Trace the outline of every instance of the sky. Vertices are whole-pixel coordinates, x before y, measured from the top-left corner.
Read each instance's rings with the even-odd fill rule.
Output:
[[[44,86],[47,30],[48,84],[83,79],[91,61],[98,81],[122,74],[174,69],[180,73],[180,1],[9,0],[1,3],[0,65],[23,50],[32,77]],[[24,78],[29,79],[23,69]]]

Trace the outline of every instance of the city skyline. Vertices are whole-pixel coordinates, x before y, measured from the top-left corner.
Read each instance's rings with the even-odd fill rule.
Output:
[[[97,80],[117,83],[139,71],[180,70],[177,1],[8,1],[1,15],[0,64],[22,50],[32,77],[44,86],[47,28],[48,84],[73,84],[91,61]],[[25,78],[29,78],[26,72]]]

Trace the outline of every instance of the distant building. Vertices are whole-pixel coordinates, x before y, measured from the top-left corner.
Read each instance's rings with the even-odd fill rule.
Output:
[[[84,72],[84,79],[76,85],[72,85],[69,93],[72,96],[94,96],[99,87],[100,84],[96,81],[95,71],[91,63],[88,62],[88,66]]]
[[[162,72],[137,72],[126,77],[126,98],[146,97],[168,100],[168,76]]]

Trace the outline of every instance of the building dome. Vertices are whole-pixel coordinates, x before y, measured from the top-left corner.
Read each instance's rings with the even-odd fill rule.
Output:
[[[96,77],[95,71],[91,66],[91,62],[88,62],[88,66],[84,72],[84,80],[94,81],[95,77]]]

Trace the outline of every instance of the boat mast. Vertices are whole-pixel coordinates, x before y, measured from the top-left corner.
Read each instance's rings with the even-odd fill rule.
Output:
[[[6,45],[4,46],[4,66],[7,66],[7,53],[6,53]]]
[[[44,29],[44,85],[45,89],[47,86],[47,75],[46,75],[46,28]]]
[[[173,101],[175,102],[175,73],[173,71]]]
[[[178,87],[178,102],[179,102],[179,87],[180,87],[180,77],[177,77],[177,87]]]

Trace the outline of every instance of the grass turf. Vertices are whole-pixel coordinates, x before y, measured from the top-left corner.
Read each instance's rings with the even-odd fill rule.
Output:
|---|
Written request: Reproduce verbatim the lines above, starting with the line that contains "Trace the outline of every instance of the grass" and continuing through the final line, both ends included.

The result:
Trace the outline of every instance of the grass turf. Vertices are whole-pixel coordinates, x before y, measured from the top-left corner.
Read each instance's rings with the even-odd fill rule.
Output:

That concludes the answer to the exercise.